━━━ Excerpt to read
In finance the world economic crisis also manifests itself with devastating effects. Whichever way one looks there is a spreading ruin and wreck-age. The whole financial system of capitalism is tottering. Internationally, there is a great wave of bankruptcy, many of Europe’s oldest and greatest banks and industrial concerns collapsing. Great Britain, Japan and various other countries have been driven off the gold standard. Stock exchange prices in many countries have dropped 50% to 75%, the general average in France declining from 437 in 1930 to 230 at the end of 1931. Huge deficits exist in all the national government budgets. Repudiation of international debts is the order of the day, with the United States standing to lose, counting war debts and other loans now in default, from 10 to 15 billion dollars.
The United States, home of the world’s strongest capitalism, presents a similar picture of financial crisis. During 1931, 2,290 banks with deposits of $1,759,000,000 closed their doors, and 17,000 retail stores failed. In 1931, bank deposits declined by seven billion dollars. From the middle of 1929 to the end of March, 1932, the average prices of 30 leading industrial stocks on the New York Stock Exchange dropped from $381.17 to $61.98.{2} The total loss in security ‘Values’, according to B. C. Forbes, was 75 billions. New York, Chicago, Philadelphia, Detroit and hundreds of smaller cities are bankrupt. The Federal government faces a deficit of about two and one-half billion dollars. And, most significant of all, the Federal Reserve Bank system, a financial fortress of supposed Gibraltar strength, has manifestly proved unable to stand the strain, the Hoover two billion dollar Reconstruction Finance Corporation being an attempt to buttress up the reserve bank system by a further concentration of the State power be-hind the great bankers and by a policy of inflation. Mazur says: 1931 has witnessed a substantial debacle of both the orthodox currency basis and the established banking system of the world.
━━━━━━
━━━ Data to examine
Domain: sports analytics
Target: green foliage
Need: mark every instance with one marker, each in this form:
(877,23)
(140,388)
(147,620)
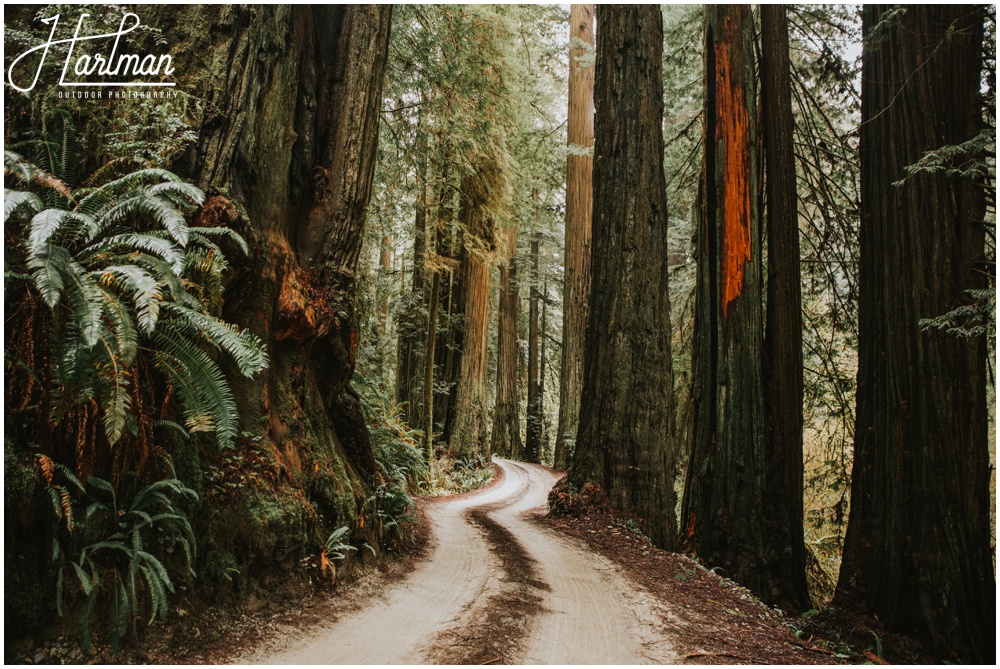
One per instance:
(120,574)
(124,273)
(335,545)
(462,475)
(398,458)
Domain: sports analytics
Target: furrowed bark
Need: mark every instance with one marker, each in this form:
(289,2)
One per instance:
(782,356)
(579,208)
(624,439)
(917,551)
(724,492)
(286,151)
(506,435)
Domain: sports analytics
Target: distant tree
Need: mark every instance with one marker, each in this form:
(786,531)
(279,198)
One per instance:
(505,439)
(536,417)
(579,207)
(782,355)
(917,552)
(624,439)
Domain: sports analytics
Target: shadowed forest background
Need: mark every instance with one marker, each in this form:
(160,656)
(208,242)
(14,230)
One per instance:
(730,267)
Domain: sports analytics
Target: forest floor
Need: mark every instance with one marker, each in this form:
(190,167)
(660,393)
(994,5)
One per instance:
(491,577)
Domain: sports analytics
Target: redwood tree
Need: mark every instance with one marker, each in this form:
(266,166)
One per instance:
(579,206)
(724,492)
(782,355)
(536,417)
(623,441)
(506,435)
(468,433)
(917,551)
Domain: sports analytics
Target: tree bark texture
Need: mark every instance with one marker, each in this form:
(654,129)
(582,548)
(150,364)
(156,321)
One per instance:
(286,152)
(724,492)
(579,210)
(533,435)
(469,431)
(782,359)
(624,439)
(917,550)
(506,435)
(413,323)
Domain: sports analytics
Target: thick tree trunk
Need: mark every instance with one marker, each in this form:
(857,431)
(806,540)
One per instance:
(448,347)
(469,430)
(624,441)
(413,324)
(384,270)
(782,359)
(917,551)
(289,136)
(428,379)
(533,436)
(724,492)
(579,207)
(506,435)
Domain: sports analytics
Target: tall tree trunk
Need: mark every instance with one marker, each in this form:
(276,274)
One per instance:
(428,389)
(533,437)
(469,430)
(506,435)
(724,492)
(782,358)
(624,439)
(294,94)
(448,348)
(917,551)
(413,324)
(579,207)
(543,432)
(385,270)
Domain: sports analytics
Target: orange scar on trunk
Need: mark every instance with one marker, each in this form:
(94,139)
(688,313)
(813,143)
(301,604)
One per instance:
(732,134)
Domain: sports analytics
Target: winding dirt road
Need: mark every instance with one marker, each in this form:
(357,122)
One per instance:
(495,587)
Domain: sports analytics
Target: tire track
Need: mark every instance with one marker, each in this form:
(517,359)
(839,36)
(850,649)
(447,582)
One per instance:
(495,588)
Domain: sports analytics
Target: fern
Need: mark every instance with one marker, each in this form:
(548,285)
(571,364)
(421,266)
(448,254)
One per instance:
(124,273)
(120,564)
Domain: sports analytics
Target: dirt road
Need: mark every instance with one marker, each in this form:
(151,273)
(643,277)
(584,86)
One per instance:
(496,587)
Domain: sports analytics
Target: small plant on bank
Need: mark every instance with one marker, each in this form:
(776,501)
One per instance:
(120,574)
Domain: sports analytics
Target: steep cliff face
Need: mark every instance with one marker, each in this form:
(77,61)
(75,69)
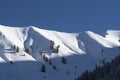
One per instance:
(81,51)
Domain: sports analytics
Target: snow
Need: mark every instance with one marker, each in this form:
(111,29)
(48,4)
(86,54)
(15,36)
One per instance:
(81,50)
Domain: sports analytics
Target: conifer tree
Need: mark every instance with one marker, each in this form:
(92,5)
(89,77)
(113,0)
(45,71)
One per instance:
(64,60)
(43,69)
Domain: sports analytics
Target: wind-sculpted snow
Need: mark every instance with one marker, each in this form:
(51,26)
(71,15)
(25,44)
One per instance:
(81,51)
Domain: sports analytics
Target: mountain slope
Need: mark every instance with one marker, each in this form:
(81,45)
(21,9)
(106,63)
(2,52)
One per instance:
(81,50)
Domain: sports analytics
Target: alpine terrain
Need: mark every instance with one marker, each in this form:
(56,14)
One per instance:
━━━━━━
Problems to solve
[A] According to the passage on the financial crisis, why was the Reconstruction Finance Corporation set up? Answer in one to three sentences.
[B] In the passage on the financial crisis, how many U.S. banks closed their doors during 1931?
[C] Write the next part of the passage on the financial crisis, picking up after its final sentence.
These rows have nothing to do with the passage on the financial crisis.

Written answers
[A] The Federal Reserve Bank system had plainly proved unable to stand the strain of the crisis. The Hoover two billion dollar Reconstruction Finance Corporation was an attempt to buttress up that system. It did this by further concentrating State power behind the great bankers and by a policy of inflation.

[B] 2,290 banks, with deposits of $1,759,000,000, closed during 1931.

[C]
{3} And the end is not yet, with the crisis deepening internationally.
The Mass Impoverishment of the Toilers
We in America today are nearer to the final triumph over poverty than ever before in the history of any land.
—President Hoover, Aug. 11, 1928.
THROUGHOUT capitalism the policy of the ruling class is to try to find a way out of the crisis by throwing its burden upon the shoulders of the working class, the poor farmers and the lower sections of the city petty bourgeoisie. This is being done by a vast system of starving the unemployed, wage-cuts, speed-up, inflation schemes, taxes directed against the masses, etc. In consequence, with the development of the crisis, there has been an enormous increase in the impoverishment of the toiling masses.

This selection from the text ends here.